▸ **Stated goal**
Reproduce the records below word for word, beginning at the line that contains "ROI parked truck" and continuing through the last line of the records.

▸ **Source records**
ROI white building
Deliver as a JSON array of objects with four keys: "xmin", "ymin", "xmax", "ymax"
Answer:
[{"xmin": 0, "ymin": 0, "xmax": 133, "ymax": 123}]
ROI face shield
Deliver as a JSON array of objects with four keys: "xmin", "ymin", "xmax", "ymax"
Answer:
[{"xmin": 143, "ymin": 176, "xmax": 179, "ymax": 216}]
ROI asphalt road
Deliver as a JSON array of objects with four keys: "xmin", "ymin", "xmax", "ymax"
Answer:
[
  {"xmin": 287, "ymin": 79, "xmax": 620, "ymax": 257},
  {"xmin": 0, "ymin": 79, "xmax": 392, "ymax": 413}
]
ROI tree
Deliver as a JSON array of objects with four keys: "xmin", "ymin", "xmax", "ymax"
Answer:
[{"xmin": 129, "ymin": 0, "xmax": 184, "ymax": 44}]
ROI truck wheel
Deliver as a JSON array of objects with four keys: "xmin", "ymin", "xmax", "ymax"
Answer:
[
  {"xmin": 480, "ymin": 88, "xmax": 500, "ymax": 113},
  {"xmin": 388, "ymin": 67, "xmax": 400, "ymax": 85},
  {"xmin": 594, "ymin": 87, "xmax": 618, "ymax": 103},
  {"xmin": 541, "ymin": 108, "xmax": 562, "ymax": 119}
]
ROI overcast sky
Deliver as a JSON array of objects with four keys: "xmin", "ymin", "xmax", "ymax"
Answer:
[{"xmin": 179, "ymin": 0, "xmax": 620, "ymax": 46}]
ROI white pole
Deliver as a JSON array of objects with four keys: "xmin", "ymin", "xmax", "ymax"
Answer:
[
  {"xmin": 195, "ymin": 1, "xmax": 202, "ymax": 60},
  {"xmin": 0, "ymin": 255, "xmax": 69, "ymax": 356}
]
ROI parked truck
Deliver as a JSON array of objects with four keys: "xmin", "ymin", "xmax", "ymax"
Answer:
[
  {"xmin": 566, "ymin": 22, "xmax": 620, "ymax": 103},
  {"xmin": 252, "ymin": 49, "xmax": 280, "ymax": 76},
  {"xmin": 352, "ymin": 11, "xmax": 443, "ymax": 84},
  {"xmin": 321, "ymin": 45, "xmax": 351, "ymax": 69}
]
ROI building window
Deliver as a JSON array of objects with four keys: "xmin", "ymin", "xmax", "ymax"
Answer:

▸ **Written response**
ROI parked truck
Deliver as a JSON array of objects with four keys: "xmin", "ymin", "xmax", "ymax"
Answer:
[
  {"xmin": 566, "ymin": 22, "xmax": 620, "ymax": 103},
  {"xmin": 252, "ymin": 49, "xmax": 280, "ymax": 76},
  {"xmin": 352, "ymin": 11, "xmax": 443, "ymax": 84},
  {"xmin": 321, "ymin": 45, "xmax": 351, "ymax": 69}
]
ROI building window
Deliver as a JSON array of objects with four keys: "xmin", "ymin", "xmax", "ymax"
Answer:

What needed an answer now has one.